## DOCUMENT SEGMENT
## start
10. The singular seminal issue that has emanated for consideration is whether Defendant No. 2, which is Respondent No. 2 herein, would be a protected tenant under the provisions of the 1999 Act. The learned Single Judge has treated Defendant No. 2 as a deemed tenant and thereby opined that he is entitled to protection under the 1999 Act. He has placed reliance on the amended definition of 'tenant' and the language employed in Section 15 of the 1947 Act to come to the conclusion that Defendant No. 2 is a protected tenant under the 1999 Act. To understand the scheme of the 1947 Act, it is apposite to refer to Section 4 of the said enactment. It deals with exemptions. Section 4(1), being relevant, is reproduced below:

4. Exemptions. - (1) This Act shall not apply to any premises belonging to the Government or a local authority or apply as against the Government to any tenancy, licence or other like relationship created by a grant from or a licence given by the Government in respect of premises requisitioned or taken on lease or on licence by the Government, including any premises taken on behalf of the Government on the basis of tenancy or of licence or other like relationship by, or in the name of any officer subordinate to the Government authorised in this behalf; but it shall apply in respect of premises let, or given on licence, to the Government or a local authority or taken on behalf of the Government on such basis by, or in the name of such officer.
## end
## DATASET EXCERPT
## start
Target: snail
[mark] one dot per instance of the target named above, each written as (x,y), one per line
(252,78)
## end
## TASK LIST
**a)** Return the part of the tenancy ruling excerpt starting with "4. Exemptions. - (1)" and going on through "of such officer.".
**b)** Decide whether each statement agrees with the tenancy ruling excerpt, answering yes or no and quoting the deciding words: (i) The learned Single Judge treated Defendant No. 2 as a deemed tenant. (ii) Defendant No. 2 is Respondent No. 3 in the present proceeding. (iii) The 1947 Act applies to premises belonging to a local authority.
**c)** Write what comes next in the tenancy ruling excerpt, picking up after its final sentence.
The listing has no connection to the tenancy ruling excerpt.

## RESULTS OF THE TASKS
**a)**
4. Exemptions. - (1) This Act shall not apply to any premises belonging to the Government or a local authority or apply as against the Government to any tenancy, licence or other like relationship created by a grant from or a licence given by the Government in respect of premises requisitioned or taken on lease or on licence by the Government, including any premises taken on behalf of the Government on the basis of tenancy or of licence or other like relationship by, or in the name of any officer subordinate to the Government authorised in this behalf; but it shall apply in respect of premises let, or given on licence, to the Government or a local authority or taken on behalf of the Government on such basis by, or in the name of such officer.

**b)**
(i) Yes: "The learned Single Judge has treated Defendant No. 2 as a deemed tenant"
(ii) No: "Defendant No. 2, which is Respondent No. 2 herein"
(iii) No: "This Act shall not apply to any premises belonging to the Government or a local authority"

**c)**
11. At this juncture, it is apt to state that Section 4(1) of the 1947 Act in its original frame had come up for consideration before this Court in Bhatia Co-operative Housing Society Ltd. v. D.C. Patel (1953) 4 SCR 1851. This Court was considering the applicability of the 1947 Act to a local authority, regard being had to the provisions contained in Section 4 of the Act. The crucial point that arose before the Court was to determine the question of jurisdiction of the city civil court to entertain the suit keeping in view the language in which Section 4 of the 1947 Act was couched. The applicability of the provision was the core issue. It was observed, if it applied, the city civil court had no jurisdiction but if it did not, then it had such jurisdiction. After so observing, the four-Judge Bench proceeded to deal with the fact whether the Act applied to the demised premises and, accordingly, proceeded as to what would be the true construction of Section 4(1) of the 1947 Act. This Court scanned the anatomy of the provisions of Section 4(1) into three parts, namely, (i) the Act shall not apply to premises belonging to the Government or a local authority, (ii) the Act shall not apply as against the Government to any tenancy or other like relationship created by grant from the Government in respect of premises taken on lease or requisitioned by the Government, and (iii) the Act shall apply in respect of premises let out to the Government or a local authority. After reproducing the contentions, the Court proceeded to state as follows:

Section 4(1) provides for an exemption from or exception to that general object. The purpose of the first two parts of Section 4(1) is to exempt two cases of relationship of landlord and tenant from the operation of the Act, namely, (1) where the Government or a local authority lets out premises belonging to it, and (2) where the Government lets out premises taken on lease or requisitioned by it. It will be observed that the second part of Section 4(1) quite clearly exempts "any tenancy or other like relationship" created by the Government but the first part makes no reference to any tenancy or other like relationship at all but exempts the premises belonging to the Government or a local authority. If the intention of the first part were as formulated in item (1), then the first part of Section 4(1), like the second part, would have run thus:

This Act shall not apply to any tenancy or other like relationship created by Government or local authority in respect of premises belonging to it.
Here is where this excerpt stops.